Connected healthcare solutions a path to patient compliance and reimbursement success, says Phillips-Medisize CEO

Whatever may happen in Washington regarding healthcare this week, one of the many things that won’t change is a concerted effort by industry, regulators, healthcare providers and other stakeholders to improve patient treatment outcomes. Connectivity and healthcare information technology are among the paths to achieving that goal, and they are seeing increased adoption in the medical device and pharmaceutical sectors, said Matt Jennings, President and CEO of Phillips-Medisize Corp. (Hudson, WI). He spoke on this topic and explained why his company is well positioned to innovate during a press conference at the co-located PLASTEC East and MD&M East event in New York City earlier this month.

Reimbursement tied to improved outcomes has been a paradigm shift for industry, Jennings said, and that requires tracking patients on an ongoing basis. “To improve outcomes, you need to be able to track patient compliance,” which necessitates connectivity in drug delivery devices and other medical products. “Consequently, we are seeing an acceleration in the uptake of connected health solutions by traditional medical device companies,” said Jennings.

───

* **Task requirements**
Write out the passage of the article on connected healthcare, everything from "Whatever may happen" down to "earlier this month.".

Records drawn from a dataset:
───

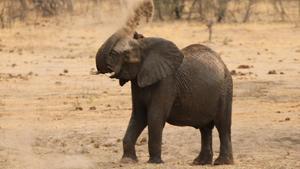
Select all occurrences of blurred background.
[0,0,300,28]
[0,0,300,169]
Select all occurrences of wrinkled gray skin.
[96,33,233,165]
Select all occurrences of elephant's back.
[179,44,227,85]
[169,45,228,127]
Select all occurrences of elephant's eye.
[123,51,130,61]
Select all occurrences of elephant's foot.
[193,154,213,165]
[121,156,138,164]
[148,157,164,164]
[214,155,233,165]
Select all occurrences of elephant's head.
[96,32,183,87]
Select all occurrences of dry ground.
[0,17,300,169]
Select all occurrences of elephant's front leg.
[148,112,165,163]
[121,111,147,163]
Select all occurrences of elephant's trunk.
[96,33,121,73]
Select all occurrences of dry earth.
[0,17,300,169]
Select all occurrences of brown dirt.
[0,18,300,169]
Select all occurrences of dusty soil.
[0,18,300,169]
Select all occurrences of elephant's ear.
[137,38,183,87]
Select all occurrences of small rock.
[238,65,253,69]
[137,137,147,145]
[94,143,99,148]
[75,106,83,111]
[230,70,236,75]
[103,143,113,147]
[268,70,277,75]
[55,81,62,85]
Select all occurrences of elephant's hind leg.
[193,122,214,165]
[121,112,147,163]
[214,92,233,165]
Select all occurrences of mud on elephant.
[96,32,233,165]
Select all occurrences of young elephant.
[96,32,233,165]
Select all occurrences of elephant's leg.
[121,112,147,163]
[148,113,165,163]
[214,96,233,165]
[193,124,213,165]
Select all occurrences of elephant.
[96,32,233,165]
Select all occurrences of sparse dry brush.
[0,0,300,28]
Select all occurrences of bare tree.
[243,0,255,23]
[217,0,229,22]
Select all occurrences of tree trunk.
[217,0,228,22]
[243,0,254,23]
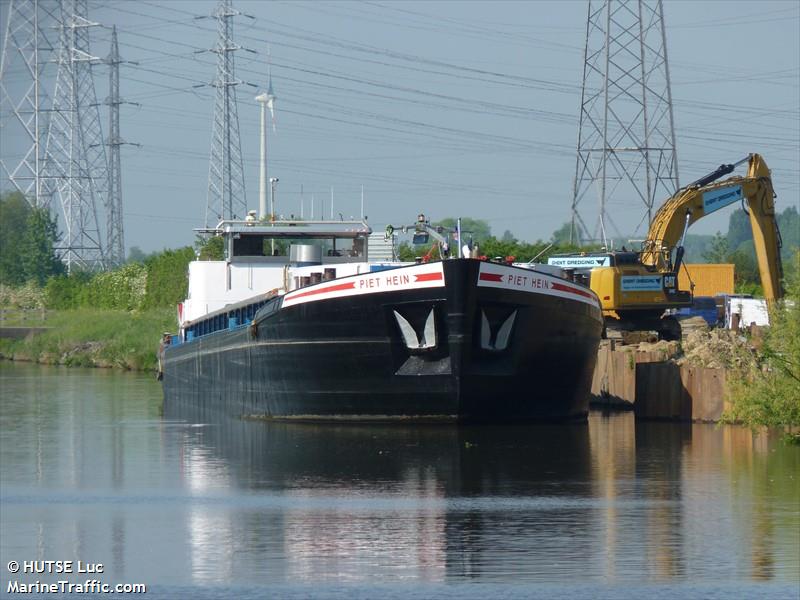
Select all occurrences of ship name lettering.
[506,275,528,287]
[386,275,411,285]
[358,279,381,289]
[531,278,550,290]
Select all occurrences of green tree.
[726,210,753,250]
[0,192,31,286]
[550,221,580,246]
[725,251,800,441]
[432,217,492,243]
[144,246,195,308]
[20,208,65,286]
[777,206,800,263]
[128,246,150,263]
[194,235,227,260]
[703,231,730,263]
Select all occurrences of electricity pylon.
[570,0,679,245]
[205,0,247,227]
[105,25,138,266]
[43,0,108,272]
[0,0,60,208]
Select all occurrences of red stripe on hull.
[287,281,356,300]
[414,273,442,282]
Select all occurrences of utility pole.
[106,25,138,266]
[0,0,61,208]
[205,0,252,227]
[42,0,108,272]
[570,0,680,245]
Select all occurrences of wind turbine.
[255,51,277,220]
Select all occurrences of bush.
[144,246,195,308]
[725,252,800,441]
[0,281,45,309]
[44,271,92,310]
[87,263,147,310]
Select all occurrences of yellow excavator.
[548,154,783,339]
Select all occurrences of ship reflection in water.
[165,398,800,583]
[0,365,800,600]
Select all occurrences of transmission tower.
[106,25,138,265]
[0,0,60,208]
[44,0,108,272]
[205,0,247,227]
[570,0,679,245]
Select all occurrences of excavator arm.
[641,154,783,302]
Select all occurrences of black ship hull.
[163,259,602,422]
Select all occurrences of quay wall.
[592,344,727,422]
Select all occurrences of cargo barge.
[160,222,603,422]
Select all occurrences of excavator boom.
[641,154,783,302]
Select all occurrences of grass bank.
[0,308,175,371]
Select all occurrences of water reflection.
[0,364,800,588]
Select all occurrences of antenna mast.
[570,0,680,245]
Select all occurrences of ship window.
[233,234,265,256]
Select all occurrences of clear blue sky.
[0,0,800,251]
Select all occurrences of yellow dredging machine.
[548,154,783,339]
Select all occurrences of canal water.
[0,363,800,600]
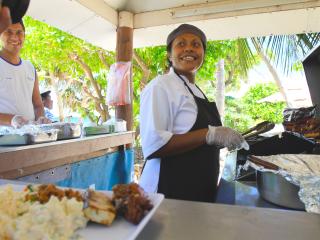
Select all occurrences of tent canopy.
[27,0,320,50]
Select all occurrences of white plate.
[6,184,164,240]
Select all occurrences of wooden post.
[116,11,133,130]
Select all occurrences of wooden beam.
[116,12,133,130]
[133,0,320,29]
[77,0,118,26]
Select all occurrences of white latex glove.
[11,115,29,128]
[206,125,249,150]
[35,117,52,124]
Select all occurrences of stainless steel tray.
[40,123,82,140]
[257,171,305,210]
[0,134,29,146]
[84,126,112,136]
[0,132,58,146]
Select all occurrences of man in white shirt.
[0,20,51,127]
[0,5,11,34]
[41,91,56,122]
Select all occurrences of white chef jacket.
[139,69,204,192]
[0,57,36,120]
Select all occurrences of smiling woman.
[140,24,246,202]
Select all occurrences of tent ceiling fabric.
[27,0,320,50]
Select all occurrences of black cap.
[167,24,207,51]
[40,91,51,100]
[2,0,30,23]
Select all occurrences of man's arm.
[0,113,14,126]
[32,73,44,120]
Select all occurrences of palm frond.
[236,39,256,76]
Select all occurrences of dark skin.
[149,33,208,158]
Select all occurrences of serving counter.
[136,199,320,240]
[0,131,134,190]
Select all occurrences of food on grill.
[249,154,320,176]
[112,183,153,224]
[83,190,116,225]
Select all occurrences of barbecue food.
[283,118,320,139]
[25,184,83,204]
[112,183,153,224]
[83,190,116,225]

───

* **Task answer**
Whatever may happen in Washington regarding healthcare this week, one of the many things that won’t change is a concerted effort by industry, regulators, healthcare providers and other stakeholders to improve patient treatment outcomes. Connectivity and healthcare information technology are among the paths to achieving that goal, and they are seeing increased adoption in the medical device and pharmaceutical sectors, said Matt Jennings, President and CEO of Phillips-Medisize Corp. (Hudson, WI). He spoke on this topic and explained why his company is well positioned to innovate during a press conference at the co-located PLASTEC East and MD&M East event in New York City earlier this month.